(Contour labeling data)
============
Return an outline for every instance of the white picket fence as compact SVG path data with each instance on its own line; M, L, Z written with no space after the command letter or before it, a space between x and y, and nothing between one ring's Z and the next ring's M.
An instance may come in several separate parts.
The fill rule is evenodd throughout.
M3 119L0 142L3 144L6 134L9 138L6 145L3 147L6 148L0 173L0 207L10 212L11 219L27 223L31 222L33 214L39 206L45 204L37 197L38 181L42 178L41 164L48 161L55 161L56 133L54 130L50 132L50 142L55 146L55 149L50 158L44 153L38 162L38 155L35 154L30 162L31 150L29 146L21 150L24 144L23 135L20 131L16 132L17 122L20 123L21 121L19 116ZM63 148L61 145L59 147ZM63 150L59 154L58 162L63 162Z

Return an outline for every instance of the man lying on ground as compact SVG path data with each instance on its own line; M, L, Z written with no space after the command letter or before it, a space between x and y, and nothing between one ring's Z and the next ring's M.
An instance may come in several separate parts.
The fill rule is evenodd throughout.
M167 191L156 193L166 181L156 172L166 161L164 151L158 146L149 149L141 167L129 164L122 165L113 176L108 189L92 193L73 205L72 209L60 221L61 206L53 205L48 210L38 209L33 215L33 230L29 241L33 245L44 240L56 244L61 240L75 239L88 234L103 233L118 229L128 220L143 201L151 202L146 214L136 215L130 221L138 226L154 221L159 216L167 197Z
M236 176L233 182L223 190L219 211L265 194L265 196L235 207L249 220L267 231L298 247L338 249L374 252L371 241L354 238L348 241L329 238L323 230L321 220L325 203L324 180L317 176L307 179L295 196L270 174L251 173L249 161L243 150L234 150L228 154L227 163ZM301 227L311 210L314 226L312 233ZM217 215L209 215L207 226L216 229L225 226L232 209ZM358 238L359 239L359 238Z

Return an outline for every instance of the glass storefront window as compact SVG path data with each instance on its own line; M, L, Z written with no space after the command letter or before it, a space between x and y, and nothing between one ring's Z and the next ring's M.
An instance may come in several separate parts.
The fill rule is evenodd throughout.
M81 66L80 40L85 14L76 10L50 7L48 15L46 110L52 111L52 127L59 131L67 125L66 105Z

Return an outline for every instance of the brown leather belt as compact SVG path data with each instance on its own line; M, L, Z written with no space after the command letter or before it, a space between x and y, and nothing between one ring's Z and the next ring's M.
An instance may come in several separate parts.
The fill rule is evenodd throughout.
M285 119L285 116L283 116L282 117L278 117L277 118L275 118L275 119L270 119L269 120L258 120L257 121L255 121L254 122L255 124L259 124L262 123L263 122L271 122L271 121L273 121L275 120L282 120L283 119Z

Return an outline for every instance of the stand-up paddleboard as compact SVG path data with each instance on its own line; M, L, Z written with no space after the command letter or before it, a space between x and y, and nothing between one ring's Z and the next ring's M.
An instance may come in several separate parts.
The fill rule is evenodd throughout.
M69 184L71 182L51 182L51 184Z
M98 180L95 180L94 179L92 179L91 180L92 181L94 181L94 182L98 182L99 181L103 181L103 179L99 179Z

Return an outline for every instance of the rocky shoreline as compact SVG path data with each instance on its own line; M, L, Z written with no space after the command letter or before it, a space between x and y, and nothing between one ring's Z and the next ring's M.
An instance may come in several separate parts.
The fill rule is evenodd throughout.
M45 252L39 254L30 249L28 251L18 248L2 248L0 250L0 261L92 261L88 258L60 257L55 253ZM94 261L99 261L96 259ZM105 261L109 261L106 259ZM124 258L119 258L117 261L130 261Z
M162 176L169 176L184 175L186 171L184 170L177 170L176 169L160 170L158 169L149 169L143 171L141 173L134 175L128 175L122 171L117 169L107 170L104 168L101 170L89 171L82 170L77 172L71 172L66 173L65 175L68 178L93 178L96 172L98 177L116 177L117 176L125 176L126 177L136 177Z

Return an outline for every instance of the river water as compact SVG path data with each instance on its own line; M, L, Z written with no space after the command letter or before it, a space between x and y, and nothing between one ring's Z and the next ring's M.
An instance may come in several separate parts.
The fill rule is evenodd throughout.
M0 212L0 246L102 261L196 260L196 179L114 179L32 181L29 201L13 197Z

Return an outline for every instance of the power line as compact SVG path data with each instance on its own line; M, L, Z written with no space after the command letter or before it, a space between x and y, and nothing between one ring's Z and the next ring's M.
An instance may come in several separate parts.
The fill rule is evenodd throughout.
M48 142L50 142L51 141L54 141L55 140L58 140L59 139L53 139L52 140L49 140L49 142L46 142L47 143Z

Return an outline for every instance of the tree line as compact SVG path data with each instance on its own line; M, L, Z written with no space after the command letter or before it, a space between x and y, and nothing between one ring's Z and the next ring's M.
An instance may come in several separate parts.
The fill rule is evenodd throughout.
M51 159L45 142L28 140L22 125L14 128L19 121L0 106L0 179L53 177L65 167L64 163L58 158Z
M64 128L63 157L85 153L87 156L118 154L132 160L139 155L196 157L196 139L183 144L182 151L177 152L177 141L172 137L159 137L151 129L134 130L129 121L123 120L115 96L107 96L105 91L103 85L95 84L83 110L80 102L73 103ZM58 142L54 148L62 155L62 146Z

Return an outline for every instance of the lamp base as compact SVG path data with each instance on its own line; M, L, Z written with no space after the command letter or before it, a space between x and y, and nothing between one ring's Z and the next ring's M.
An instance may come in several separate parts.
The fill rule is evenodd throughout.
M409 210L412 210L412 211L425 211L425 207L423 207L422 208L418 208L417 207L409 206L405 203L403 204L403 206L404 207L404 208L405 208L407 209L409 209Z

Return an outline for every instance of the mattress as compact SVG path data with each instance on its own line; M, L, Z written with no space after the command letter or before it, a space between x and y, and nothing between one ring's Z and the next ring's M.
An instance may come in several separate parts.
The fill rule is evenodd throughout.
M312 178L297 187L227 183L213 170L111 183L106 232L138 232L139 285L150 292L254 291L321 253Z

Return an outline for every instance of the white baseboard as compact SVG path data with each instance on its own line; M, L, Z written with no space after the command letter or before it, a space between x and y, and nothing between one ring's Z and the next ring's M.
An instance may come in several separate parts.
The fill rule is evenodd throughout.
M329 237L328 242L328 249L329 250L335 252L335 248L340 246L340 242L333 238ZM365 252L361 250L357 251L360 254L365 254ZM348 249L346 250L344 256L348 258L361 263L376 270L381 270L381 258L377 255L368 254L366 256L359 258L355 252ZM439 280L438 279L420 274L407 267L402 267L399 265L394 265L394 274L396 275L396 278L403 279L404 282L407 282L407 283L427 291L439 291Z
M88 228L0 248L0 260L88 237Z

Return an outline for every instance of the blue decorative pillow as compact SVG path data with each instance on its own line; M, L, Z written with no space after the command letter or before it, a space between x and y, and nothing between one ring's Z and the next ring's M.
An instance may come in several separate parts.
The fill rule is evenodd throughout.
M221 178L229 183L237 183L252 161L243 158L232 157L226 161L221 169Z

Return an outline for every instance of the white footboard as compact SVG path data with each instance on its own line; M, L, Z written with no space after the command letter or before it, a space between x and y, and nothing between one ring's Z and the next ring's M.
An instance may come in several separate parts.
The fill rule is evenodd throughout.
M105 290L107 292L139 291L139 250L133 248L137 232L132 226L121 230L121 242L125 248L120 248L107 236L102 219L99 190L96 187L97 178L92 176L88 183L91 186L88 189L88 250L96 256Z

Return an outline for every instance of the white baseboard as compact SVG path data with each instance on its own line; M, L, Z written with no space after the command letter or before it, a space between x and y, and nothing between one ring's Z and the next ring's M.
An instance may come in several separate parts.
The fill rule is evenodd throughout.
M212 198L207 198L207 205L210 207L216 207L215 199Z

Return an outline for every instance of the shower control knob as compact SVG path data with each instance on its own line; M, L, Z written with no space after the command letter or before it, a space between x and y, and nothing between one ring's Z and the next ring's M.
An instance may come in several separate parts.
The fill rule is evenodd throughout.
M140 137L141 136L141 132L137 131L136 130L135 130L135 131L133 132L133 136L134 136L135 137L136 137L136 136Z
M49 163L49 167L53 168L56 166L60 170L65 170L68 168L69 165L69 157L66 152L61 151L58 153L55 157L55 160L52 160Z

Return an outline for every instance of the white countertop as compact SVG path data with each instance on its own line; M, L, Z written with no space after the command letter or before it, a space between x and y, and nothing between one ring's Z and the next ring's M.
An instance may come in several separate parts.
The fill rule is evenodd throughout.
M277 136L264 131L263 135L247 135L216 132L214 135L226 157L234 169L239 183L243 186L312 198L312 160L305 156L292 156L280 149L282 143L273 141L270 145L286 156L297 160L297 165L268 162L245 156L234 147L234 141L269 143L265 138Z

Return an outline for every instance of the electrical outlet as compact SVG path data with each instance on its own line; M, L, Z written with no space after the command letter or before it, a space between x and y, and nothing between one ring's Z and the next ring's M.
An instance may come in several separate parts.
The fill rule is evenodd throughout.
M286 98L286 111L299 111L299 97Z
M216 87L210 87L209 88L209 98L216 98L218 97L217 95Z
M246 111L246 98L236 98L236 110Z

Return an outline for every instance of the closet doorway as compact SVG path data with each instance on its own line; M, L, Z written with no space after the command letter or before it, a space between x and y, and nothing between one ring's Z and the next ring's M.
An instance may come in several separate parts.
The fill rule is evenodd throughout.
============
Lay out the data from the line containing "Return an outline for every instance of the blue" through the line containing "M105 290L107 292L139", inclusive, as a two-column CSV with the headers instruction and response. Give one row per entry, put each field in quotation marks, and replace line breaks with spaces.

instruction,response
"Return an outline for every instance of the blue decorative pillow as compact SVG path data with each instance on its own line; M, L, Z written with no space after the command letter or before it, a space between x and y, and nothing between one ring's Z and the next ring's M. An instance may come in several separate parts. The fill rule is evenodd throughout.","M221 178L229 183L237 183L252 161L243 158L232 157L226 161L221 169Z"
"Return an outline for every instance of the white footboard as compact SVG path data with each instance on its own line; M, L, Z written with no space after the command letter or before it, a space between x and y, and nothing between one ring's Z and the next ring's M. An instance may come in several separate parts. The fill rule is evenodd throughout.","M105 290L107 292L139 291L139 250L133 248L137 232L132 226L121 230L121 242L125 248L120 248L107 236L102 219L99 190L96 187L97 178L92 176L88 183L91 186L88 189L88 250L96 256Z"